* [Data records]
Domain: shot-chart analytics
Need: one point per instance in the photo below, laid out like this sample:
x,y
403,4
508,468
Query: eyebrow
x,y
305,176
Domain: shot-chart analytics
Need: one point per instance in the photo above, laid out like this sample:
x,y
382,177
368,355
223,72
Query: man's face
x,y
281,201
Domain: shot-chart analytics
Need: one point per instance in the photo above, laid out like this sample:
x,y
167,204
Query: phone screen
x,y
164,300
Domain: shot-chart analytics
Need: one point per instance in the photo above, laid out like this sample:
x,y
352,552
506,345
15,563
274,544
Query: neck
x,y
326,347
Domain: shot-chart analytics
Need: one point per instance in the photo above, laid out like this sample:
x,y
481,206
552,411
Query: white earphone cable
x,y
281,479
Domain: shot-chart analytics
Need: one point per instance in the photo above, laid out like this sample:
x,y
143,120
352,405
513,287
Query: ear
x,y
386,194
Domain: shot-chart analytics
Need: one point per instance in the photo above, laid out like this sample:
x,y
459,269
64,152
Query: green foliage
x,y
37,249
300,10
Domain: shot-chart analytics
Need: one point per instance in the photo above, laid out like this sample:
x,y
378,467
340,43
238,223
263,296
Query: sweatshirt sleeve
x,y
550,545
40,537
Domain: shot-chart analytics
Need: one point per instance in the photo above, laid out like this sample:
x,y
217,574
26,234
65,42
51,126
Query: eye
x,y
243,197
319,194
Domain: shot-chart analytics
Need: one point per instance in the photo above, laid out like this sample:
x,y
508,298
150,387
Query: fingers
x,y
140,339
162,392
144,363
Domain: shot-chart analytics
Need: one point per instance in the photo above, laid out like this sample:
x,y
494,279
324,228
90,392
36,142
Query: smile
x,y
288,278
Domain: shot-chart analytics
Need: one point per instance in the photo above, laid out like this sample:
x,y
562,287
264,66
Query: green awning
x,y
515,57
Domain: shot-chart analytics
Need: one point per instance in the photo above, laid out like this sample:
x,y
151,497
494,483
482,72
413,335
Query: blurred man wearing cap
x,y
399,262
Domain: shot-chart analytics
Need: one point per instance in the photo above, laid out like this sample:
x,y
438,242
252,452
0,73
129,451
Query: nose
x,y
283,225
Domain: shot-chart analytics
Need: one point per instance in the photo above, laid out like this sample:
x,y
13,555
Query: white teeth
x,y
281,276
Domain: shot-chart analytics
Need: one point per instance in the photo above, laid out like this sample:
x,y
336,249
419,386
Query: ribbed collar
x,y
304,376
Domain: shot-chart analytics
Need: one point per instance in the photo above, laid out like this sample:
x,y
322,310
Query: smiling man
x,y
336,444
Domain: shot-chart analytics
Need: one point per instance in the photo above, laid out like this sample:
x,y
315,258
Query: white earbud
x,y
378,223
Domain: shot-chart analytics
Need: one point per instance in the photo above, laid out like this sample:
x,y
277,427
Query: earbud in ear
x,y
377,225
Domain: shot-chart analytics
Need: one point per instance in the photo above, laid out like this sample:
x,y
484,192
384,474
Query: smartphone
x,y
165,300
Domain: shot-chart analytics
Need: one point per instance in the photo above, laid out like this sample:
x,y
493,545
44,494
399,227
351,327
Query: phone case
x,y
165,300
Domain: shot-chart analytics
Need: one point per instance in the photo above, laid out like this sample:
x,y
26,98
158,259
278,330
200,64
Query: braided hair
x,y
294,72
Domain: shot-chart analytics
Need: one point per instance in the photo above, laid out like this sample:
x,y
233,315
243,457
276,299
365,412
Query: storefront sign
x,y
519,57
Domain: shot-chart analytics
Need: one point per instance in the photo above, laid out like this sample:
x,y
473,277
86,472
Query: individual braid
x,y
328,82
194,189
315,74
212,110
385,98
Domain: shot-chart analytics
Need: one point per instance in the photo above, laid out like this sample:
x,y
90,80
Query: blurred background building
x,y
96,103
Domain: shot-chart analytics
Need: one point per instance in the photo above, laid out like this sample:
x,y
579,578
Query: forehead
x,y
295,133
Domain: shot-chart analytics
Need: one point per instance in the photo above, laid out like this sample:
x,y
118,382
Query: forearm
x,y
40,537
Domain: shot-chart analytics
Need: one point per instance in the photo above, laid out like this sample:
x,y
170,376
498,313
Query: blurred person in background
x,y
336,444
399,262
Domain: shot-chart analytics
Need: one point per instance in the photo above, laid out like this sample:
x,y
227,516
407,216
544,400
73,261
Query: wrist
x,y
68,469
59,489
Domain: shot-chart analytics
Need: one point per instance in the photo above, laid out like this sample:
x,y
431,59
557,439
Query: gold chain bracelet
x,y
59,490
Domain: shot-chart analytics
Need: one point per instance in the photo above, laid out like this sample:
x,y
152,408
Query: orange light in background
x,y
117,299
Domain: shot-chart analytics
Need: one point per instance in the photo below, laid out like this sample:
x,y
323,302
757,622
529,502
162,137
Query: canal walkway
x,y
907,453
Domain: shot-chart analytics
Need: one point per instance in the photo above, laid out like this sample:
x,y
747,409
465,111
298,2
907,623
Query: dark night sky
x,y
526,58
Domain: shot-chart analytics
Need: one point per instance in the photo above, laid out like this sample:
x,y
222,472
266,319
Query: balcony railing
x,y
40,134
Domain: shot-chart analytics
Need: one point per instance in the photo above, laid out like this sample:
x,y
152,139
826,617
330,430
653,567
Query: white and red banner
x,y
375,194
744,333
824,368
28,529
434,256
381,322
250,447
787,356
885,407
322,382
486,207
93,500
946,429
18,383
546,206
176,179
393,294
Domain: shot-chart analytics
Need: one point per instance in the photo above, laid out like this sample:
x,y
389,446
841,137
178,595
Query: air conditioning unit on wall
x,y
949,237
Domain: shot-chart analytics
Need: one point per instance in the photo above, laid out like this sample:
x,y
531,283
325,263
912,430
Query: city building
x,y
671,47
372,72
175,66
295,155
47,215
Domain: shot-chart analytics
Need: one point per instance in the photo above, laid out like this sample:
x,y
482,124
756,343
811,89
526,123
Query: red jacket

* [Your instructions] Give back each entry so that it matches the original word for word.

* [Your solution]
Domain: shot-chart analytics
Need: one point per instance in the photo below, laid out like this sample:
x,y
403,4
508,468
Query: eyebrow
x,y
305,176
Domain: shot-chart analytics
Need: one point per instance in the photo above, laid out like this sample:
x,y
382,177
368,355
223,72
Query: man's face
x,y
281,201
Domain: shot-chart analytics
Need: one point per instance in the photo above, laid out like this sample:
x,y
167,204
Query: phone screen
x,y
164,300
Domain: shot-chart analytics
Need: one point per instance in the photo above, laid out like this sample:
x,y
352,552
506,345
15,563
274,544
Query: neck
x,y
326,347
Domain: shot-chart analytics
Need: one point per instance in the photo above, laid out like this sample:
x,y
481,206
552,411
Query: white earphone cable
x,y
281,479
Domain: shot-chart analytics
Need: one point per instance in the photo above, laid out like this sample:
x,y
143,120
352,405
513,287
Query: ear
x,y
386,194
Domain: shot-chart analytics
Need: one point per instance in the photo above, laid out like this sample:
x,y
459,269
64,152
Query: green foliage
x,y
37,249
300,10
Domain: shot-chart analytics
Need: one point per instance in the photo above, laid out like this sample:
x,y
378,467
340,43
238,223
263,296
Query: sweatshirt sleeve
x,y
550,545
40,537
Domain: shot-chart analytics
Need: one point per instance in the photo above, laid out like this sample:
x,y
217,574
26,234
65,42
51,126
Query: eye
x,y
243,197
319,194
Domain: shot-chart analytics
Need: one point per instance in the photo above, laid out like this sample:
x,y
508,298
150,387
Query: fingers
x,y
140,339
162,392
144,363
Domain: shot-chart analytics
Need: one point per instance in the photo above, laid out like this sample:
x,y
494,279
324,228
90,392
36,142
Query: smile
x,y
288,278
Domain: shot-chart analytics
Need: one point per instance in the photo above, laid out like this sample:
x,y
562,287
264,66
Query: green awning
x,y
515,57
Domain: shot-chart analytics
Need: one point per instance in the photo above, laid out like this sample:
x,y
151,497
494,483
482,72
413,335
Query: blurred man wearing cap
x,y
399,262
Domain: shot-chart analytics
Need: one point per instance in the photo above, laid out like this sample:
x,y
438,242
252,452
0,73
129,451
Query: nose
x,y
283,225
Domain: shot-chart analytics
Need: one point per instance in the photo above, laid out like this sample:
x,y
13,555
Query: white teeth
x,y
281,276
Domain: shot-chart analytics
Need: one point per instance in the photo above, laid out like this sample:
x,y
336,249
419,386
Query: ribbed collar
x,y
304,376
Domain: shot-chart analytics
Need: one point per instance in the photo above, laid out like this sample:
x,y
322,310
Query: smiling man
x,y
336,444
Domain: shot-chart analytics
Need: one point per instance in the photo above, laid out like this sample:
x,y
315,258
Query: white earbud
x,y
378,223
Domain: shot-chart analytics
Need: one point per instance in the photo above, laid out like this sample:
x,y
277,427
Query: earbud in ear
x,y
377,225
Domain: shot-chart analytics
Need: one point per instance in the photo above, laid out like this sample:
x,y
484,192
384,474
Query: smartphone
x,y
165,300
Domain: shot-chart analytics
Need: one point per instance in the photo above, laid out like this sample:
x,y
493,545
44,494
399,227
351,327
Query: phone case
x,y
165,300
Domain: shot-chart analytics
Need: one point per instance in the photo above, laid out like this sample:
x,y
26,98
158,259
278,330
200,64
Query: braided hair
x,y
294,72
Domain: shot-chart analytics
Need: one point per instance in the photo above, laid out like this sample:
x,y
233,315
243,457
276,299
365,412
Query: storefront sign
x,y
519,57
Domain: shot-chart analytics
Need: one point per instance in the photo above, laid out like this sample:
x,y
473,277
86,472
Query: individual braid
x,y
328,82
194,189
315,74
212,110
385,98
Domain: shot-chart analytics
Need: one point per instance in the photo above, laid out like this sample:
x,y
90,80
Query: blurred background building
x,y
96,103
Domain: shot-chart analytics
Need: one point per instance in the photo above, laid out like this sample:
x,y
579,578
Query: forehead
x,y
295,133
Domain: shot-chart analytics
Need: one point per instance in the photo above, laid out like this sample:
x,y
118,382
Query: forearm
x,y
40,537
Domain: shot-chart analytics
Need: one point per instance in the photo above, laid out like this sample:
x,y
170,376
498,313
Query: blurred person in background
x,y
336,444
399,262
Domain: shot-chart analytics
Need: one point per instance in the photo above, laid out like this sample:
x,y
227,516
407,216
544,400
73,261
Query: wrist
x,y
68,469
59,489
Domain: shot-chart analytics
Need: one point per instance in the photo above, laid out like this sample:
x,y
431,59
557,439
Query: gold chain bracelet
x,y
59,490
Domain: shot-chart analytics
Need: one point per instance in the photo above, laid out like this sample:
x,y
152,408
Query: orange light in background
x,y
117,299
Domain: shot-chart analytics
Need: one point per instance in the photo below, laid out like this sample:
x,y
323,302
757,622
529,502
162,137
Query: canal walkway
x,y
907,453
Domain: shot-chart analytics
Need: one point per instance in the photo above, laid out like this sample:
x,y
747,409
465,111
298,2
907,623
Query: dark night sky
x,y
526,58
Domain: shot-chart analytics
Need: one point per instance in the photo above, laid out like this sample:
x,y
222,472
266,319
Query: balcony railing
x,y
40,134
Domain: shot-chart analytics
Need: one point per instance in the photo above, laid out like this sample:
x,y
152,139
826,617
330,430
653,567
Query: white and red banner
x,y
375,194
744,333
824,368
28,529
434,256
381,322
250,447
787,356
885,407
322,382
486,207
93,500
946,429
18,383
546,206
176,179
393,294
Domain: shot-chart analytics
Need: one point per instance in the photo above, laid out like this sample:
x,y
389,446
841,137
178,595
Query: air conditioning unit on wall
x,y
949,237
Domain: shot-chart analytics
Need: one point per instance in the photo above, laid out like this sample:
x,y
531,283
325,263
912,430
Query: city building
x,y
671,47
372,72
175,66
295,155
47,215
Domain: shot-chart analytics
Need: one point per instance in the photo above, laid out like this sample:
x,y
482,124
756,343
811,89
526,123
Query: red jacket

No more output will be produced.